Exercise brief :: Update the colorectal cancer abstract from "Text of the" up to and including "particularly associated with EOCRC.", putting "globally" in place of "worldwide".

PhD Scientific Days 2024

Budapest, 9-10 July 2024

Health Sciences II.

Alcohol Consumption, Smoking and Early-Onset Colorectal Cancer Risk: A Systematic Review and Meta-Analysis


Janine Wieser1, Ute Mons1
1: University of Cologne, Faculty of Medicine and University Hospital Cologne, Department of Cardiology, Cardiovascular Epidemiology of Ageing

Text of the abstract

Introduction: Colorectal cancer (CRC) is the third most common cancer worldwide. While screening programs have contributed to a decrease in colorectal cancer rates, the incidence of early-onset colorectal cancer (EOCRC) has lately been increasing. Recent studies showed that smoking is strongly associated with CRC in all ages, and that high alcohol consumption is particularly associated with EOCRC.
Aims: We aimed to investigate the association of smoking and alcohol consumption with EOCRC in a systematic review and meta-analysis.
Methods: Following preregistration of the study protocol in PROSPERO (CRD42023424149), we searched PubMed and Web of Science for observational studies on the association of smoking or alcohol consumption with EOCRC. Subsequently, two researchers independently screened the studies and extracted the data. We performed meta-analyses, including several subgroup analyses, to examine the association of alcohol consumption and smoking with the risk of EOCRC. Generally, random effects models were calculated, with fixed effect models employed for analyses including only a small number of studies. Data analysis was conducted using the metafor package in R version 4.2.2.
Results: We identified 14 studies for alcohol consumption and 17 for smoking. Alcohol use was found to be a risk factor for EOCRC, with a significant pooled odds ratio (OR) of 1.37 (95% confidence interval (CI) 1.12-1.67). A dose-response model revealed a positive trend between the amount of ethanol consumed per day and the risk of developing EOCRC.
As for smoking, the results of the main models were ambiguous. While ever smoking was found to be a significant risk factor for EOCRC with an OR of 1.47 (CI 1.24-1.74), neither current smoking (OR 1.02, CI 0.84-1.24), nor former smoking (OR 1.07, CI 0.83-1.38) were associated with EOCRC. Further subgroup analyses are planned to examine the heterogeneity in these models.
Conclusion: We found alcohol to be a significant risk factor for developing EOCRC. While smoking also appeared to be associated with an increased risk of EOCRC, these associations require further investigation. Such insights can inform prevention and screening approaches in colorectal cancer.
Funding: JW is supported the Federal Ministry of Education and Research (BMBF, grant number: 01KD2104B). UM is funded by the “Marga und Walter Boll Stiftung”.

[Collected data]

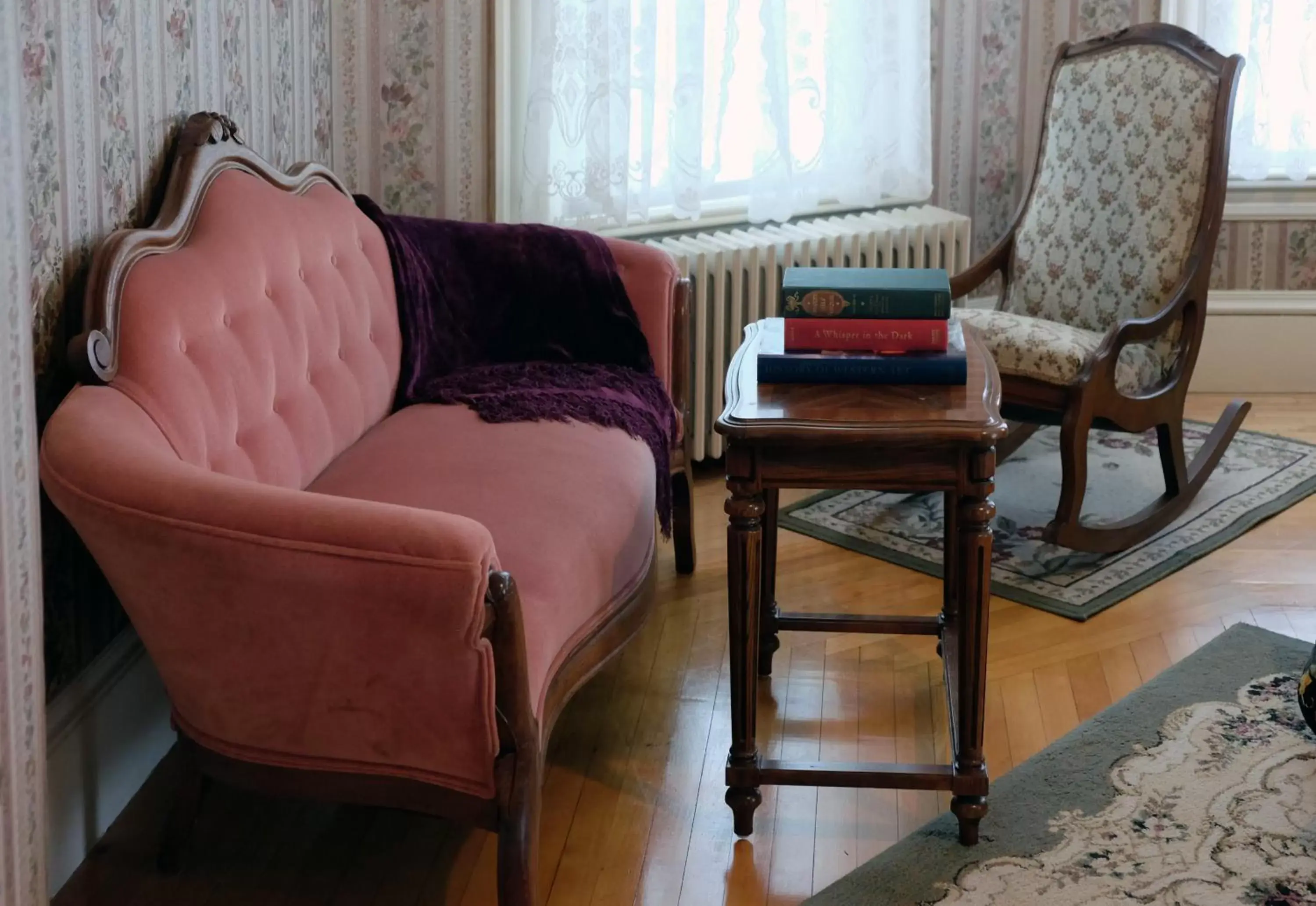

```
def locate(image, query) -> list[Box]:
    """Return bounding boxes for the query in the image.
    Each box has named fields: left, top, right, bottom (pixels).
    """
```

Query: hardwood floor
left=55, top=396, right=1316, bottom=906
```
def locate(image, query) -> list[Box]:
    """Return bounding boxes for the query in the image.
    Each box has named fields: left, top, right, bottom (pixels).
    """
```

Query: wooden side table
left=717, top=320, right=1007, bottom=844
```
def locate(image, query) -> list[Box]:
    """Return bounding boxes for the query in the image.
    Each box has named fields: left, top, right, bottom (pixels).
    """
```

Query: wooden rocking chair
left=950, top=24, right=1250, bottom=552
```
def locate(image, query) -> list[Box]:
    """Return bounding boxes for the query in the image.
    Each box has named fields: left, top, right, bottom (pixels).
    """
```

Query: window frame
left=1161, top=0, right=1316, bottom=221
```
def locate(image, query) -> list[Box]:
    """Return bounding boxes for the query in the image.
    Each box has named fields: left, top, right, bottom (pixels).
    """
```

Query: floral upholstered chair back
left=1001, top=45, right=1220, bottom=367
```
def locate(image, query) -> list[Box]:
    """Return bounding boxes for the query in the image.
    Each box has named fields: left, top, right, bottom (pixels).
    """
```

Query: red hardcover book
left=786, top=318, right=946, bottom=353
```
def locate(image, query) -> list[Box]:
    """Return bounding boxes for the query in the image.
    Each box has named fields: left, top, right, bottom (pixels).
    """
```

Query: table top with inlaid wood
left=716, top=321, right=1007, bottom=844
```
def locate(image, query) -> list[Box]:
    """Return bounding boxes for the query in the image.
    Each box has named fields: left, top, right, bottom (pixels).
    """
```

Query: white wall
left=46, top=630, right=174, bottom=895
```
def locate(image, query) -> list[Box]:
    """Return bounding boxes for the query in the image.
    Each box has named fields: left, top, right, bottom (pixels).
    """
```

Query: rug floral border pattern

Written response ::
Text of the abstract

Introduction: Colorectal cancer (CRC) is the third most common cancer globally. While screening programs have contributed to a decrease in colorectal cancer rates, the incidence of early-onset colorectal cancer (EOCRC) has lately been increasing. Recent studies showed that smoking is strongly associated with CRC in all ages, and that high alcohol consumption is particularly associated with EOCRC.